(What this task involves):
Starting at the line that contains "Task: list a point for each instance of the white road" and continuing through the end of the rows, write those lines out again with "black car" switched to "dark car" and everything else left the same. Return only those lines.
-- Start Extracted entries --
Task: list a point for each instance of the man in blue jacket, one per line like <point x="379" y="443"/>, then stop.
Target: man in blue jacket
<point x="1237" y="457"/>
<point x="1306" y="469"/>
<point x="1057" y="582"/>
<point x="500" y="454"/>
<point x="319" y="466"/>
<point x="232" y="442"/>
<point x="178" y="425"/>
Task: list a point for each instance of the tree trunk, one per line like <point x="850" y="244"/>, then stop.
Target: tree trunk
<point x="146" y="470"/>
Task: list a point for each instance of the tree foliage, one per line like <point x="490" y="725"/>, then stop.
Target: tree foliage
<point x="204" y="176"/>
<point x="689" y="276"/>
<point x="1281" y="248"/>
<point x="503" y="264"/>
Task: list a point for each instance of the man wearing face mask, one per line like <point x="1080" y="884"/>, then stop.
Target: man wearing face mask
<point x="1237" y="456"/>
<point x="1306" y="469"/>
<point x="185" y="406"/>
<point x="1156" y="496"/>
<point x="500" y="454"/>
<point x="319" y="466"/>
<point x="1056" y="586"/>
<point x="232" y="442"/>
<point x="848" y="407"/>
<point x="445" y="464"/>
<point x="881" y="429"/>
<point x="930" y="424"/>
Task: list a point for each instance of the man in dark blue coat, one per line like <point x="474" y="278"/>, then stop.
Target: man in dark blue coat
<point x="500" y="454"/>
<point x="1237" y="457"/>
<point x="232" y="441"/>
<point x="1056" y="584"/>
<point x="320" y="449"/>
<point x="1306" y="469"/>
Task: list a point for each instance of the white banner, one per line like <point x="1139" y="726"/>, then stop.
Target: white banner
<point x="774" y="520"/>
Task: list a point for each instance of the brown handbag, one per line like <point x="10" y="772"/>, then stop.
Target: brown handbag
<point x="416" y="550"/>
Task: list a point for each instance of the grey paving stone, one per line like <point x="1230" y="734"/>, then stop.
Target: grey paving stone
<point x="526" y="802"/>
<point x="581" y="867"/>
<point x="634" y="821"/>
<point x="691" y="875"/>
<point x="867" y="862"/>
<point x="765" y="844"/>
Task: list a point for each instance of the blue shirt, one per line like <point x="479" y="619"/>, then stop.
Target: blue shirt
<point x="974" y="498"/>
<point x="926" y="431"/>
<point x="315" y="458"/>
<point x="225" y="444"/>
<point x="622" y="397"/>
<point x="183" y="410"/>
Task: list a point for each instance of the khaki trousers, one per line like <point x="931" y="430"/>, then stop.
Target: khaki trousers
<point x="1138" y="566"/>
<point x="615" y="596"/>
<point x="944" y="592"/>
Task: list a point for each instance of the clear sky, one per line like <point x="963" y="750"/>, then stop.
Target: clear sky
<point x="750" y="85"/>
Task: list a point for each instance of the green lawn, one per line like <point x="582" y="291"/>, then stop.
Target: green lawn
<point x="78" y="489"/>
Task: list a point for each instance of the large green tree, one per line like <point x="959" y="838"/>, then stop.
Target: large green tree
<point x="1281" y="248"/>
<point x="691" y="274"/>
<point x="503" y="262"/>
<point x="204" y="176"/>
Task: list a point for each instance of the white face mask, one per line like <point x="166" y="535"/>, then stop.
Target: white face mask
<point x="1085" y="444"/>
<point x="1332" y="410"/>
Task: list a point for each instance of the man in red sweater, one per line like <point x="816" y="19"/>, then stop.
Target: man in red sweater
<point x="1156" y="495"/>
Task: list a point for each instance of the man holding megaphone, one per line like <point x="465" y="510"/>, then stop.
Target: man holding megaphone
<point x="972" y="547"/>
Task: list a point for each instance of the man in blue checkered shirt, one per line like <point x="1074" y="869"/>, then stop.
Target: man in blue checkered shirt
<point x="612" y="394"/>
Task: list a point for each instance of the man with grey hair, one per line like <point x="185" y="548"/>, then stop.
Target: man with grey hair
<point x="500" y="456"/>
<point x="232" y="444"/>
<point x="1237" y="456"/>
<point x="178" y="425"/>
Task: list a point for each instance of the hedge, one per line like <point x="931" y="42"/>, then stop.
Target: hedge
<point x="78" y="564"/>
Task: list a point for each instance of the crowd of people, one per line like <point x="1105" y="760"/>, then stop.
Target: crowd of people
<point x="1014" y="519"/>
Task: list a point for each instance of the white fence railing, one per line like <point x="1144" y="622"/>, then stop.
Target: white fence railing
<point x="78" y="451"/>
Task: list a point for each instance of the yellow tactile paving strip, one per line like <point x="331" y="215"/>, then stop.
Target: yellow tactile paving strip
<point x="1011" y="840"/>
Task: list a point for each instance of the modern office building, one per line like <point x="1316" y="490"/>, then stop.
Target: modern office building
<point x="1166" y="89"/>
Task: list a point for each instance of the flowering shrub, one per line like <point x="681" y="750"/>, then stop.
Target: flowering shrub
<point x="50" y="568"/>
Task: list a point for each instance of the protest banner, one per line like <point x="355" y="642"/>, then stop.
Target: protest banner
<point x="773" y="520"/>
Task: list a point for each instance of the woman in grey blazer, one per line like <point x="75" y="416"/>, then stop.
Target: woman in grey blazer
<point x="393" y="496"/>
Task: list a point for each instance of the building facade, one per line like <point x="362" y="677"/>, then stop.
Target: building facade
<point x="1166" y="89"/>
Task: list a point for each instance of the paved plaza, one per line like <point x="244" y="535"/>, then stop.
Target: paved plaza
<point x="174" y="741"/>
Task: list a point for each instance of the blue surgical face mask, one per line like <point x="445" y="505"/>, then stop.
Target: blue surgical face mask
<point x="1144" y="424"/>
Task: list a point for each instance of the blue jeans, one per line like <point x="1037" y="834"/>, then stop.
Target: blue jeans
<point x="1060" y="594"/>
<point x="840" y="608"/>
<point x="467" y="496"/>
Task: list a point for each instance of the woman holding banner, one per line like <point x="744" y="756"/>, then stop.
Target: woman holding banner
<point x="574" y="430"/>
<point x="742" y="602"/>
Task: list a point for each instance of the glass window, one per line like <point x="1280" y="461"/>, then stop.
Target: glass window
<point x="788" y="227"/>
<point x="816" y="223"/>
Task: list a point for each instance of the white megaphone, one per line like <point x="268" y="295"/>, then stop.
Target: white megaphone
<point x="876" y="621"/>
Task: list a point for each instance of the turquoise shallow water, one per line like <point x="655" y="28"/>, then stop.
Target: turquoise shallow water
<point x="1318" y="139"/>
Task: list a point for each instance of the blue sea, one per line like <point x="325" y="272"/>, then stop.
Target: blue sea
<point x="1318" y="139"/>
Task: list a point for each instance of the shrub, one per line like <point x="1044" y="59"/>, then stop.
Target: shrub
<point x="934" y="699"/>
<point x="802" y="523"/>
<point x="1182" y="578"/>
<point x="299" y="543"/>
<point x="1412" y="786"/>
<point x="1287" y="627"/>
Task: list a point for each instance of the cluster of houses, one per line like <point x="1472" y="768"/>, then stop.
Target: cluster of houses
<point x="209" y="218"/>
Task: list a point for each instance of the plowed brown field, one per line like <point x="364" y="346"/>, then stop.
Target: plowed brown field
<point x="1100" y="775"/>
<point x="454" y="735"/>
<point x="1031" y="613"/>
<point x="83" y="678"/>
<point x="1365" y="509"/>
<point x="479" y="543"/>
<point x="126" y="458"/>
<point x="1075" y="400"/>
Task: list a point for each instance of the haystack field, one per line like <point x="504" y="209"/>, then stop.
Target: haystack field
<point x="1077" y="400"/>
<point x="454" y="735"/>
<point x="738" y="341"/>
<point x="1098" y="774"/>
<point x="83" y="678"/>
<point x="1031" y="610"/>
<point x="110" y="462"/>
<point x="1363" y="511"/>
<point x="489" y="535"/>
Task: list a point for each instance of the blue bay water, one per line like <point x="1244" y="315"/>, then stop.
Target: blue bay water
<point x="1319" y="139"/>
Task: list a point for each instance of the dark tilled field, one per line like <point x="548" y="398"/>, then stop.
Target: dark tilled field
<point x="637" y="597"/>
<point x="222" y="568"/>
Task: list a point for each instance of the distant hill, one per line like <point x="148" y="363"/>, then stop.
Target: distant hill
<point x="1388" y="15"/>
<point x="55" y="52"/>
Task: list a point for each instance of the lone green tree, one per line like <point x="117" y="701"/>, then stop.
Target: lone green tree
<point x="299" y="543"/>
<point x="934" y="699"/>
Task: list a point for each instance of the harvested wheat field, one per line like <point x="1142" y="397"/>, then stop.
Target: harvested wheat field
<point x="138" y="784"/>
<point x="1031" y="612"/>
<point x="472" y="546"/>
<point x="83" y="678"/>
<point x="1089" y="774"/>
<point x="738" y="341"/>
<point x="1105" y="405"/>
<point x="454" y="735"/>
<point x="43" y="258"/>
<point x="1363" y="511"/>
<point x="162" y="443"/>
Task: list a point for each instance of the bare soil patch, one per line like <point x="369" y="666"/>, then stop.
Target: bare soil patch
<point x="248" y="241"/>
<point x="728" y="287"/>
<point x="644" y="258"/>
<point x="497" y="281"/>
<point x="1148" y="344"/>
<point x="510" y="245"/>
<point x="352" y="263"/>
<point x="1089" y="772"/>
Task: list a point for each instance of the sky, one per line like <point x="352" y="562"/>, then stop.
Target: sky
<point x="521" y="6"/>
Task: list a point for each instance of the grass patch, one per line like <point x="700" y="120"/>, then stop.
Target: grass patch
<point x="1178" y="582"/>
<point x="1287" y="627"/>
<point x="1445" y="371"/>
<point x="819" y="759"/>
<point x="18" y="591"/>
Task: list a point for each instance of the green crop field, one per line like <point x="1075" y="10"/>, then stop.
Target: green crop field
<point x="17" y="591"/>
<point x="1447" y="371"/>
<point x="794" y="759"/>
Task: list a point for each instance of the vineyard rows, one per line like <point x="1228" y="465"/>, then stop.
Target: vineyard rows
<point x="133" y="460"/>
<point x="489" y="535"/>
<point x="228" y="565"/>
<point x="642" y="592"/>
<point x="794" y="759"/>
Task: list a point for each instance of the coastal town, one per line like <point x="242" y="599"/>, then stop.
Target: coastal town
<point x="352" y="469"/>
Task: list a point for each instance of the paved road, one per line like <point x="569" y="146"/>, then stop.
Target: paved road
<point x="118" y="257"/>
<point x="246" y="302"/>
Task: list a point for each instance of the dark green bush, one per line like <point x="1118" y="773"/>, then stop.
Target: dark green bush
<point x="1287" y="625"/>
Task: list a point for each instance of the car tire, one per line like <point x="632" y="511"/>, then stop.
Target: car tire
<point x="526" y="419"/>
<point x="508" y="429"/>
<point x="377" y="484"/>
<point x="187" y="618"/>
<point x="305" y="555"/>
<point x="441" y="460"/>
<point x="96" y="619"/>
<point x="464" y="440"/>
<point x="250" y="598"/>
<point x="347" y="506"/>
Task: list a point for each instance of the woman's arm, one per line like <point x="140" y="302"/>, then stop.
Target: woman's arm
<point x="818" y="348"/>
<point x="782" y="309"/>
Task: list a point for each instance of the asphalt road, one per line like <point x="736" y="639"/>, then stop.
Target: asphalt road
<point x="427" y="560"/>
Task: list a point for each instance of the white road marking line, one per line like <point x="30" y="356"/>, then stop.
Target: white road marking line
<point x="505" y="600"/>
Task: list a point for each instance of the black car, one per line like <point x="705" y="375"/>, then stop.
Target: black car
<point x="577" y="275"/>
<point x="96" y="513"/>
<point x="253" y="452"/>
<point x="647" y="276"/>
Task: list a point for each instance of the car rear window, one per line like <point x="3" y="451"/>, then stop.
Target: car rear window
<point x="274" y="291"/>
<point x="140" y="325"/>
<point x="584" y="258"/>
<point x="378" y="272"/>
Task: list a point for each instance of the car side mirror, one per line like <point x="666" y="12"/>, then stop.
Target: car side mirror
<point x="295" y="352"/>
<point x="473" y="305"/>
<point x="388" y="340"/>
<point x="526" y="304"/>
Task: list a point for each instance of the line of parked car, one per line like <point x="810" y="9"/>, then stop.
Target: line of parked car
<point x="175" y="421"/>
-- End Extracted entries --
(Solution):
Task: list a point for each instance of the white road marking line, one per line like <point x="30" y="356"/>, then stop.
Target: white road marking line
<point x="505" y="600"/>
Task: list a point for each instance of the dark car, one per line like <point x="705" y="375"/>, then stop.
Target: dark car
<point x="577" y="275"/>
<point x="96" y="513"/>
<point x="253" y="452"/>
<point x="647" y="276"/>
Task: list a point for each instance of the car rear window, one per line like <point x="3" y="451"/>, then stop.
Target: car rear window
<point x="274" y="291"/>
<point x="140" y="325"/>
<point x="584" y="258"/>
<point x="378" y="272"/>
Task: list a point for each instance of the car side mirror, one per line like <point x="666" y="12"/>, then stop.
Target: car side mirror
<point x="295" y="352"/>
<point x="473" y="305"/>
<point x="388" y="340"/>
<point x="526" y="304"/>
Task: list a point for each instance of the line of parked car, one per line like <point x="810" y="9"/>, then stop.
Target: line of parked car
<point x="175" y="421"/>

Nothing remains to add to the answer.